Dataset excerpt
= = = =

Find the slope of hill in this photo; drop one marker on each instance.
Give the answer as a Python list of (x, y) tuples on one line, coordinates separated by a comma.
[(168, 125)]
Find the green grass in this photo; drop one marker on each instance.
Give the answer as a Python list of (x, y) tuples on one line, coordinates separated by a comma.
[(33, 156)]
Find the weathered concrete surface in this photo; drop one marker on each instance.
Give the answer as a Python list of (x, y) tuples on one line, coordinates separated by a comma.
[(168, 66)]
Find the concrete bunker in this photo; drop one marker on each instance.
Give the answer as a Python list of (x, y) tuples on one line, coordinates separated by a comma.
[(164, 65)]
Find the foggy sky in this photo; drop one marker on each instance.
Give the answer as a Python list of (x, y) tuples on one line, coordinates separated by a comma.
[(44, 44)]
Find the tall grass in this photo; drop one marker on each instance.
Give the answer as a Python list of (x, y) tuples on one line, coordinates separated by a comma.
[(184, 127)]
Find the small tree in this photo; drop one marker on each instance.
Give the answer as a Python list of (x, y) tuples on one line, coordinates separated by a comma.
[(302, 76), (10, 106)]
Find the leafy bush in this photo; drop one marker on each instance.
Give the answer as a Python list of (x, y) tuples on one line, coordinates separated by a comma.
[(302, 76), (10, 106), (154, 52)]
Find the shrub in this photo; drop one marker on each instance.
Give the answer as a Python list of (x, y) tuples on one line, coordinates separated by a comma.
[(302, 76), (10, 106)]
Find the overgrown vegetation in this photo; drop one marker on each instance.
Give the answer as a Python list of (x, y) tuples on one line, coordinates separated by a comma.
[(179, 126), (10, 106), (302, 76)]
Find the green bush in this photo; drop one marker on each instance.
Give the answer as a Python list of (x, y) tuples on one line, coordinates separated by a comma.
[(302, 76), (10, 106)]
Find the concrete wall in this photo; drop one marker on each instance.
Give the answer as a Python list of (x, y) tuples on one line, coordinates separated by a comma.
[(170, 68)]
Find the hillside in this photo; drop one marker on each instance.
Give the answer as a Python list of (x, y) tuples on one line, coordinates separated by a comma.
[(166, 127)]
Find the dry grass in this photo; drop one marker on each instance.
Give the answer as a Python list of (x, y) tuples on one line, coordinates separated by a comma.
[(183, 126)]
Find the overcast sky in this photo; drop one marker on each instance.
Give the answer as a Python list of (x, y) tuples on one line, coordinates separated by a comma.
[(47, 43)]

= = = =

▸ REQUEST: Print every line of the listing from its first line through the line containing "[(33, 156)]", including that line, copying each one character for character.

▸ COMPLETED EXERCISE:
Find the slope of hill in this photo; drop one marker on each instance.
Give the answer as a Python list of (x, y) tuples on one line, coordinates separated by a comma.
[(168, 125)]
Find the green grass in this photo; drop one marker on each instance.
Give the answer as a Python list of (x, y) tuples on one line, coordinates separated by a comma.
[(33, 156)]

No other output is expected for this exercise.